**EXTRACT:**
########

Banking in Argentina....

#1
Hello everybody. I live in Bs As but work for a US company. They wire my money to a US bank account but they charge me allot for bank wires. Any banking tips for this country? I was thinking of going to Citibank and talking to them. Thank you.
 
#3
Talking to Citi is an option, but please note that Citibank in Argentina is only a subsidiary of CitiCorp in the USA, so if you have your $$$ in Citibank Argentina you still run Argentina country-risk.
I can see your issue is that you are getting charged a ton for wire transfers every month... there is no easy way to solve this. If you were getting a direct deposit in the States it would be easier, but off the top of my head you are probably better of collecting the $$$ here, and making fewer wires (say, every 3 or 4 months). Also, take back USD cash when you go on home leave, or when relatives go. Another option is to buy a cheque drafted on a US bank here in Buenos Aires.
To do this, you need to find a realiable/trustworthy casa de cambio and buy the cheque, then you mail it to your bank and deposit it in your account. If you will do this on a regular basis, they may be able to accomodate you with a smaller flat fee, but make sure to do this in somewhat larger amounts so that this costs you less.
 
E

Ernie

Guest
#4
"Gaucho" said:
Another option is to buy a cheque drafted on a US bank here in Buenos Aires.
To do this, you need to find a realiable/trustworthy casa de cambio and buy the cheque, then you mail it to your bank and deposit it in your account. If you will do this on a regular basis, they may be able to accomodate you with a smaller flat fee, but make sure to do this in somewhat larger amounts so that this costs you less.

########

**DATA SHOWN:**
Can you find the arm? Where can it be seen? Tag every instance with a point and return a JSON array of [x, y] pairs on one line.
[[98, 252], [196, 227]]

########

**EXERCISE DIRECTIONS:** Write the next part of the forum thread on banking in Argentina, picking up right after its last sentence.

**RESPONSE TO THE TASK:**
Further to Gaucho's advice, a very reliable "casa de cambio" is Casa Bell, who deal with most of the British/American-Argentine community. Their address is:
Casa Bell S.A.
San Martín 344, Piso 30
C1004AAH Capital Federal

I hope this helps!
Cheers
Ernie

 
#5
About Casa Bell. I called them a year ago or so. They said that I am supposed to be recommended by some of their existing clients and that they generally don't deal with strangers.
 
#6
Two reliable financial houses that can also be contacted about this are:
Casa Piano / Banco Piano
Capital Markets Argentina
Im not sure if they will require a referral to operate with you, but in my experience if you are willing to provide proof of ID, the amounts are not outrageous and you can provide basic information on where the $$$ is from, you should be OK. In the end, all these folks are worried about is not breaking any of the money laundering laws, which have recently been tightened up (once again).
 
#7
Thanks everybody. I have used Banco Piano before and liked them but they take a month to cash a check from the US.
I just got married and am going to start the process of applying for my permanent residency. Maybe I could get my name on my husbands bank account and they would charge me less. I am really not sure yet. So difficult when you work for a US company but live here. I still have not figured out the paypal thing yet. Ill post when I do.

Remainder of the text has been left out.